Directions for this task:
Repeat the lines of the listing below exactly, starting at the line that contains "of the long" and running through the last line, both included, and only those.

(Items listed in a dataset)
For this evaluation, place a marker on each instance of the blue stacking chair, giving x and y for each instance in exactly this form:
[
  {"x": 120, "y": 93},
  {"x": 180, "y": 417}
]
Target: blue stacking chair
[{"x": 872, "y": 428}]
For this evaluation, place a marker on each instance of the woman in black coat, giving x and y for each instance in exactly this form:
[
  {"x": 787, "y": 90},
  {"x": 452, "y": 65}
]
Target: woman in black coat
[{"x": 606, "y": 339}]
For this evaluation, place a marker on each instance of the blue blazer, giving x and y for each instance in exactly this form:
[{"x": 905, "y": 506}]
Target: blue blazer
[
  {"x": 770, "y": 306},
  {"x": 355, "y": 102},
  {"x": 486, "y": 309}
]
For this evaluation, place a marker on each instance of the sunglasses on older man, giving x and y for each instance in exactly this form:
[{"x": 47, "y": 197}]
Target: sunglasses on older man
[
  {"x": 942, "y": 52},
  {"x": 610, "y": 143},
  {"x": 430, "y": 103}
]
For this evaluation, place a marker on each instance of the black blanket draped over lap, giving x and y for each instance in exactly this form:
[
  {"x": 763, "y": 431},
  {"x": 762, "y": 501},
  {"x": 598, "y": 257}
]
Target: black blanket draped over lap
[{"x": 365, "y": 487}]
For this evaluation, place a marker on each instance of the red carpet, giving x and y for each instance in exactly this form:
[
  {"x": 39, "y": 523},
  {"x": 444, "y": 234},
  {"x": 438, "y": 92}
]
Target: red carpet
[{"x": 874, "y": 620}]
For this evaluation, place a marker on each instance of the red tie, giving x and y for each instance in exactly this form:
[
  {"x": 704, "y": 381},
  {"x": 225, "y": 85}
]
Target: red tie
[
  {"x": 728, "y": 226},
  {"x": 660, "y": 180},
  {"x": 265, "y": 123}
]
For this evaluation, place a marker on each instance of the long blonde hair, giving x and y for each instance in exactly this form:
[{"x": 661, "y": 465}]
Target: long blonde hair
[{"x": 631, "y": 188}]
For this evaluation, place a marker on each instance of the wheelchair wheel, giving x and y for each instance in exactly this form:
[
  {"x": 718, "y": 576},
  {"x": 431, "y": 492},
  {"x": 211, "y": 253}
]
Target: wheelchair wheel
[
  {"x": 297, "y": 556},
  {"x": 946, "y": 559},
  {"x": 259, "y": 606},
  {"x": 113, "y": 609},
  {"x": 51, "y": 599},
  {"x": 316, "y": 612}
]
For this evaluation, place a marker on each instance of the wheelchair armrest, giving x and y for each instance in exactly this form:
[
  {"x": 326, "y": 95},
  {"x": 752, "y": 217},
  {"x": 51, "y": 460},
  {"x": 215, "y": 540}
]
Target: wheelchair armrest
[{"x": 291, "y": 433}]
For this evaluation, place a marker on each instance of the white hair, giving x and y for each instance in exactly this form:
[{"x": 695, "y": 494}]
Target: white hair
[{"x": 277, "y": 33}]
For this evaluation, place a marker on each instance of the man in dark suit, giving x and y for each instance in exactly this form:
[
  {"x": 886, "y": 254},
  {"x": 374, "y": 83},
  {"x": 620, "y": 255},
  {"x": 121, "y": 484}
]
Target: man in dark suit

Response below:
For this evaluation, place a marker on each instance of the long blonde hair, giving x and y for each instance in exactly this form:
[{"x": 661, "y": 465}]
Target: long blonde hair
[{"x": 631, "y": 188}]
For this evaluation, place a marker on each instance of the wheelchair wheel, giving x and y for each instance in exactly this form:
[
  {"x": 718, "y": 576},
  {"x": 431, "y": 492},
  {"x": 211, "y": 253}
]
Target: wheelchair wheel
[
  {"x": 297, "y": 556},
  {"x": 946, "y": 559},
  {"x": 259, "y": 606},
  {"x": 113, "y": 609},
  {"x": 51, "y": 599},
  {"x": 316, "y": 612}
]
For this evaluation, place a marker on each instance of the wheelchair armrest, giving x and y for each instance in exactly this form:
[
  {"x": 326, "y": 95},
  {"x": 752, "y": 217},
  {"x": 51, "y": 460},
  {"x": 215, "y": 540}
]
Target: wheelchair armrest
[{"x": 291, "y": 433}]
For this evaluation, place a marker on each instance of the white hair, giving x and y for each instance in exactly this form:
[{"x": 695, "y": 494}]
Target: white hair
[{"x": 277, "y": 33}]
For this evaluation, place a marker on each instance of the man in dark suit, giving x and y for each instance in exactly this form:
[
  {"x": 886, "y": 254},
  {"x": 374, "y": 83},
  {"x": 620, "y": 255},
  {"x": 121, "y": 484}
]
Target: man in dark suit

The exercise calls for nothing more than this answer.